MATERIALS PROVIDED:
- Opening Delimiter -
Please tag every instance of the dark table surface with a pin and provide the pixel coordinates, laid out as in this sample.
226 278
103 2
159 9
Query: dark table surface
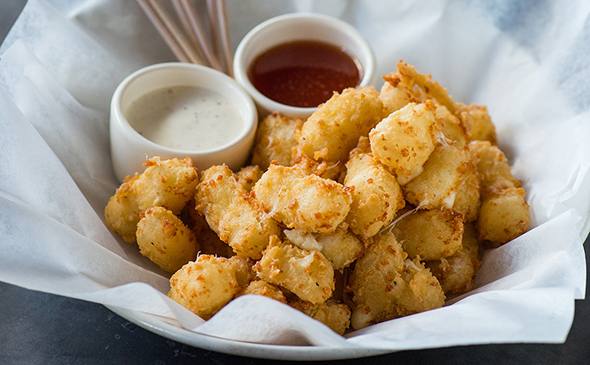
39 328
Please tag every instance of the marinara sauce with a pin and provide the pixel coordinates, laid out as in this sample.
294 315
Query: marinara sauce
303 73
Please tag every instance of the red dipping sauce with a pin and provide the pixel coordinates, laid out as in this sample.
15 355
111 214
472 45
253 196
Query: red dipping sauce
303 73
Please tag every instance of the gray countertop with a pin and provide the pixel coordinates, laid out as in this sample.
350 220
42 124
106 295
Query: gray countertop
38 328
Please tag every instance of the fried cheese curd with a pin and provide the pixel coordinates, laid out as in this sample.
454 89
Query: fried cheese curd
504 213
376 194
165 240
386 284
302 201
340 247
456 273
247 177
407 85
166 183
307 274
209 242
374 208
404 140
477 123
430 234
261 287
276 138
335 127
232 213
205 285
331 313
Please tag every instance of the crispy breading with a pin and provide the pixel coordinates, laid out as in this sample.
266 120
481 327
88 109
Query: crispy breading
376 194
385 284
166 183
276 138
233 214
333 314
438 184
504 213
247 177
424 87
503 216
430 234
209 242
122 213
165 240
450 126
492 166
340 247
335 127
418 290
298 200
404 140
456 273
477 122
395 94
307 274
261 287
205 285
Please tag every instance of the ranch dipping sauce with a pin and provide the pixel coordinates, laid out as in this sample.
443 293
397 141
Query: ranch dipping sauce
186 118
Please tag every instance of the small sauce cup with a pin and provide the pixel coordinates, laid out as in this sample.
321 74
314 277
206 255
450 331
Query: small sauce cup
129 149
298 27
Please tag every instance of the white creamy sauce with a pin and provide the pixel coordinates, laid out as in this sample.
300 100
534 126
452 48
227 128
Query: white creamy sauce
185 117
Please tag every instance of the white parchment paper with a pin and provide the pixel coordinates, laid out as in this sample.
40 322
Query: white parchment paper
529 61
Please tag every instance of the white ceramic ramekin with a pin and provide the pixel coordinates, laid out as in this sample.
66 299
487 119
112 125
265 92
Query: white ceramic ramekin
129 149
293 27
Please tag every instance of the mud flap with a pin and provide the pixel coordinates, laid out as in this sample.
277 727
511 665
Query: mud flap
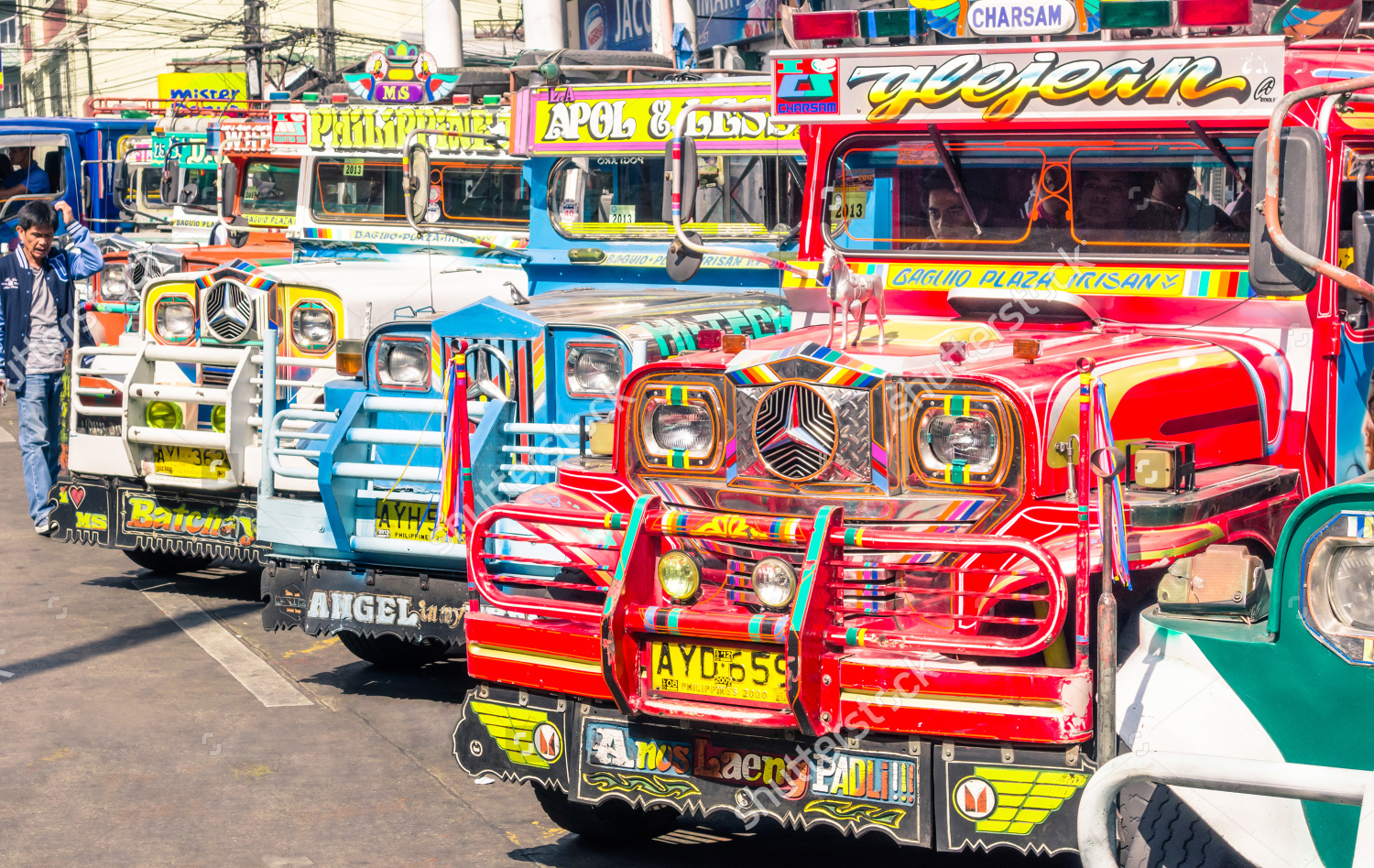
596 754
1028 799
114 514
82 510
365 602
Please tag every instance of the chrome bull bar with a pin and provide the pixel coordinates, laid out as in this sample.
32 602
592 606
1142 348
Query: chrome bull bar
135 384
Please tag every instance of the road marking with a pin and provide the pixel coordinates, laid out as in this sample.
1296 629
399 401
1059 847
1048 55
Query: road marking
261 680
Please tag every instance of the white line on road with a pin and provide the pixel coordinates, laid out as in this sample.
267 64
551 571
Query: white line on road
252 672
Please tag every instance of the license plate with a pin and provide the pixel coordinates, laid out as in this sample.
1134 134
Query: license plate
409 521
190 461
741 675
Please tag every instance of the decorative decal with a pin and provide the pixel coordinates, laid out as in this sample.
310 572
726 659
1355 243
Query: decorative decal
514 731
242 271
1002 82
584 118
856 812
649 785
401 74
1014 801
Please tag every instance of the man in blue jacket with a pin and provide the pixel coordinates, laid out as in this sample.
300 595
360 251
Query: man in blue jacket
38 320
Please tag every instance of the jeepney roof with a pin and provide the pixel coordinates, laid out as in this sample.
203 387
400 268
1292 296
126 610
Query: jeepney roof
638 118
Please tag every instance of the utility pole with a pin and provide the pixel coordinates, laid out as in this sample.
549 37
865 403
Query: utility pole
444 32
324 16
253 46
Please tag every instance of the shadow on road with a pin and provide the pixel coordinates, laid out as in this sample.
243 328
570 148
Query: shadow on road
444 681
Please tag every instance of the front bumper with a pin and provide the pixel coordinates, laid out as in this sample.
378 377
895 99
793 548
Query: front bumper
921 793
115 513
365 602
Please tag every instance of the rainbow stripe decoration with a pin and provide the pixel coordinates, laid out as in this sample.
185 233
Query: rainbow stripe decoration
455 499
1303 19
245 272
1211 283
879 467
846 371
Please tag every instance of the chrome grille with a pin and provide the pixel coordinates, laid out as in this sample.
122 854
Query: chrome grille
794 431
228 310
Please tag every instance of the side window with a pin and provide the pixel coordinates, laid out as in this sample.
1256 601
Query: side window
1358 310
33 170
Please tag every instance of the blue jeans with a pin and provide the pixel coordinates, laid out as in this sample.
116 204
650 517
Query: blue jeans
40 439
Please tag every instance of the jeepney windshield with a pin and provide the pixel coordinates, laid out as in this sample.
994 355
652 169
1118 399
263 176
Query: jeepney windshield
623 197
150 187
368 190
1148 195
269 186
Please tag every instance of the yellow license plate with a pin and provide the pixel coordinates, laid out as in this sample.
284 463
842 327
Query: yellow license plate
409 521
190 461
742 675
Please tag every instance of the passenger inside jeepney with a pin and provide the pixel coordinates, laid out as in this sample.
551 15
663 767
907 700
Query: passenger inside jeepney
1153 195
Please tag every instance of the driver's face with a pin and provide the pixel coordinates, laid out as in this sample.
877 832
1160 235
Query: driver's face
1107 200
948 217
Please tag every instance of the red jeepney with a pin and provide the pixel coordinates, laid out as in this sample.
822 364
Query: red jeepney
856 579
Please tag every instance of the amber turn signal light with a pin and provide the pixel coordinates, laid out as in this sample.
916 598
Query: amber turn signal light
348 357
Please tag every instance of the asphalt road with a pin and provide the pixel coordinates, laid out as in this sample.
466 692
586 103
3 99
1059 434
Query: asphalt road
125 742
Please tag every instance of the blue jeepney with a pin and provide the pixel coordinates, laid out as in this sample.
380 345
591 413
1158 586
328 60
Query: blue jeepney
453 415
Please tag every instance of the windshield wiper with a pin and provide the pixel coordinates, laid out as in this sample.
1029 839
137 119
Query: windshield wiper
1220 153
947 161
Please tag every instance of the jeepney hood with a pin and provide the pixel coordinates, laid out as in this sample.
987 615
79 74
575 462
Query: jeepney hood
400 288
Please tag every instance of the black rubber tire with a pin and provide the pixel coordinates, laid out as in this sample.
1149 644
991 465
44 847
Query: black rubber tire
392 651
1159 830
610 823
167 563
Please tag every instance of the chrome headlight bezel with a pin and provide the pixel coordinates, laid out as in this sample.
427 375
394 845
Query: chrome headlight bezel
692 570
583 384
942 415
162 312
313 315
698 403
1326 588
114 275
409 371
775 568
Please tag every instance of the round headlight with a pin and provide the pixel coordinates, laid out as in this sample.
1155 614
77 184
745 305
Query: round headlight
407 364
683 429
679 576
594 370
775 582
114 285
175 320
164 415
969 439
1351 587
312 327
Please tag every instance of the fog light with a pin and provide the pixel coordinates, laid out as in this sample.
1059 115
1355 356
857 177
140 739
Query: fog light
164 415
775 582
679 576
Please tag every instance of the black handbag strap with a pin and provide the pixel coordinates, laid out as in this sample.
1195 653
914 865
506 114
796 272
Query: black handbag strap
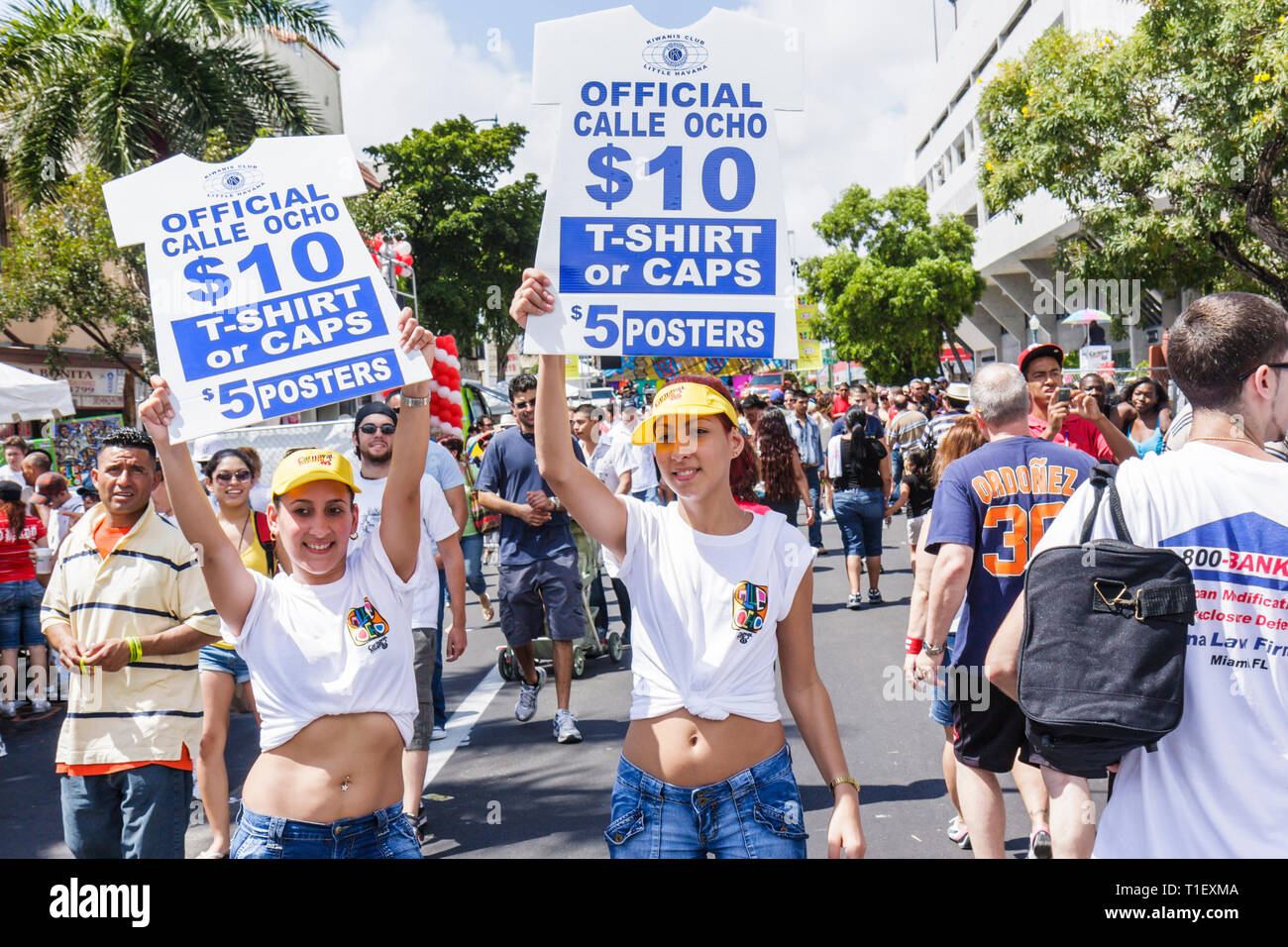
1103 480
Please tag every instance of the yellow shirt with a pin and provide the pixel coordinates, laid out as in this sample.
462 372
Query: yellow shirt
150 582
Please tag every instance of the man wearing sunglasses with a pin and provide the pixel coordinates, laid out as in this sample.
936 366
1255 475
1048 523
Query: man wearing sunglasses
1220 504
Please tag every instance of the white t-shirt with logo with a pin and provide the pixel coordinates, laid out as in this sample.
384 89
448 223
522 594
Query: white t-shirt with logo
1215 788
665 230
330 650
436 523
704 612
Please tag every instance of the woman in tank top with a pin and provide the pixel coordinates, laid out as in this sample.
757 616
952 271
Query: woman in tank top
230 476
719 594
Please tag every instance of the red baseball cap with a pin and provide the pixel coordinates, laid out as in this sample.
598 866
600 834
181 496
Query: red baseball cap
1042 348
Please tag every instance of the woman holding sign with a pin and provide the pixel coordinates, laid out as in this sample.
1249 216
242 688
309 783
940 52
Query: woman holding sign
719 594
329 647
- Closing Delimiter -
EXERCISE:
Taking the line with "Please tag every instance of the road" as the first and the line with "Please tag every instance of the white line" as the last, retype that stretch of the data above exactly, with no other lines.

ANSWER TO THIS TASK:
Please tag every instance of the road marking with a pin and provide the pixel coordinates, laid out as in this sample.
1296 629
399 401
1059 847
1048 55
Query: road marking
261 680
Please tag every instance of the white line on road with a pin and provide the pixel coordinates, laid out as in this sample.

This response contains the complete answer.